*Problem statement*. List each line of the data that holds the word "Sample".

*Input data*.
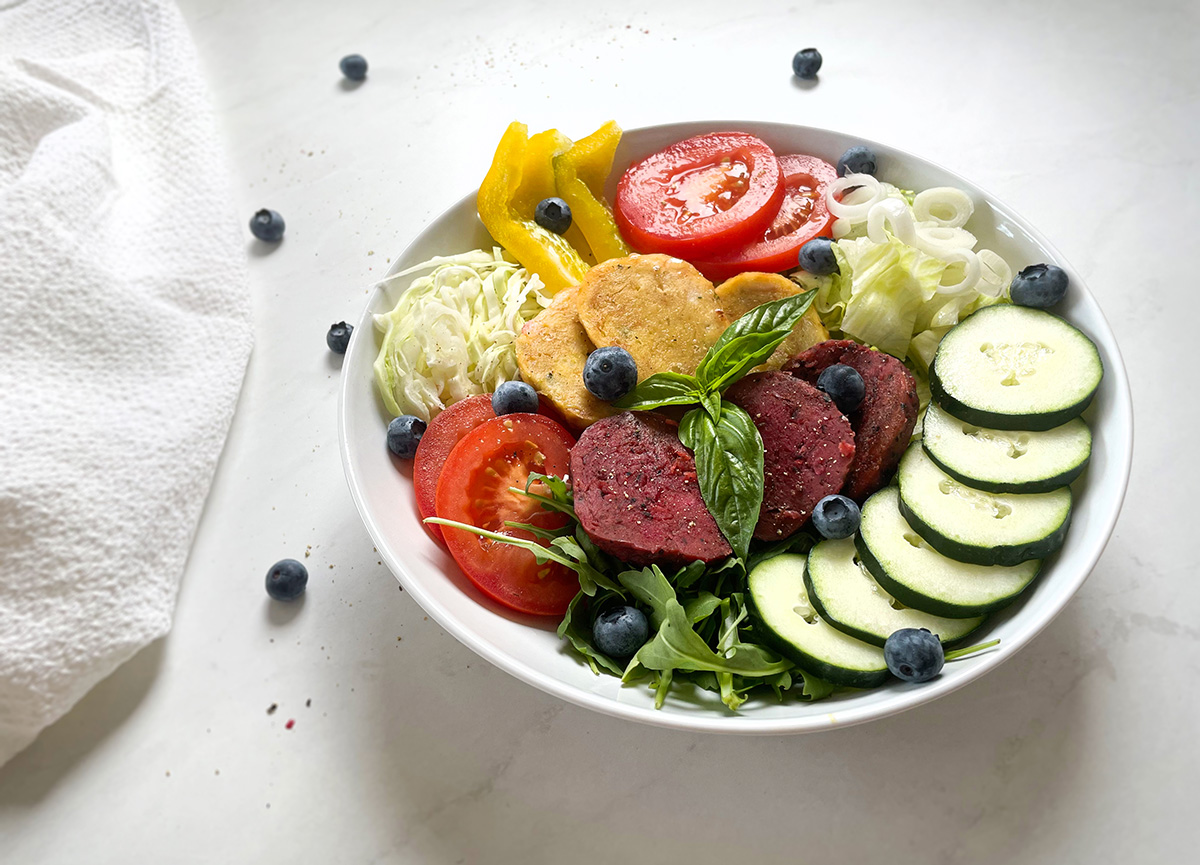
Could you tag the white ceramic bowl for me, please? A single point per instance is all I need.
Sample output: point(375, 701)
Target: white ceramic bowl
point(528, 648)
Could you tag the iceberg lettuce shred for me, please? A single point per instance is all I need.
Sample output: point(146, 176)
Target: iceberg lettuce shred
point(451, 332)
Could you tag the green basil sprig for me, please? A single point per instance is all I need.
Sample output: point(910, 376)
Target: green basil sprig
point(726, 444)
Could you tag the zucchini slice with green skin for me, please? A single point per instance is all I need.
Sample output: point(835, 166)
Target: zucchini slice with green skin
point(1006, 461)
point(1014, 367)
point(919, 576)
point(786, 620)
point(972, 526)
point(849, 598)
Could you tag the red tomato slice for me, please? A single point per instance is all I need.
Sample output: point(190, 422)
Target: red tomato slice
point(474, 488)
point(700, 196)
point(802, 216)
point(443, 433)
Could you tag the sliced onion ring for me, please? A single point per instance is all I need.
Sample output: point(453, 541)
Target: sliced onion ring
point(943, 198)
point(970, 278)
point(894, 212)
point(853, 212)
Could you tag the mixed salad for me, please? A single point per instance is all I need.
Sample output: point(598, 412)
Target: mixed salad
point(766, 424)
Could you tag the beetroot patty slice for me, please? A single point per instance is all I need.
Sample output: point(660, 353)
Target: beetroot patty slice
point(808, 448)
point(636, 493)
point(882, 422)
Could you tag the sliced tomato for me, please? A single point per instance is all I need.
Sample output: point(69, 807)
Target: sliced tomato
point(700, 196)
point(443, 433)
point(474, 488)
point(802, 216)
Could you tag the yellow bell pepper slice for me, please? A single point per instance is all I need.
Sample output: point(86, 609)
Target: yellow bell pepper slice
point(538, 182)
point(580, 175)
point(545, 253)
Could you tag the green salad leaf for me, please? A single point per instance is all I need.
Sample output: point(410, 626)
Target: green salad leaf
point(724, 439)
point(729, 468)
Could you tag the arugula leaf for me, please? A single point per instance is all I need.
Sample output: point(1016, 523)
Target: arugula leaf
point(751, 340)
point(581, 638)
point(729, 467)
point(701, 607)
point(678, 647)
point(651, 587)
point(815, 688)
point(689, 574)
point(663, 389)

*Your response*.
Sample output: point(375, 701)
Sample output: point(146, 176)
Sample output: point(910, 376)
Sample output: point(835, 166)
Sample output: point(190, 422)
Sample output: point(453, 541)
Sample output: point(598, 412)
Sample output: point(660, 353)
Sample output: point(69, 807)
Sample output: point(86, 609)
Sample output: point(410, 626)
Sample output: point(1016, 523)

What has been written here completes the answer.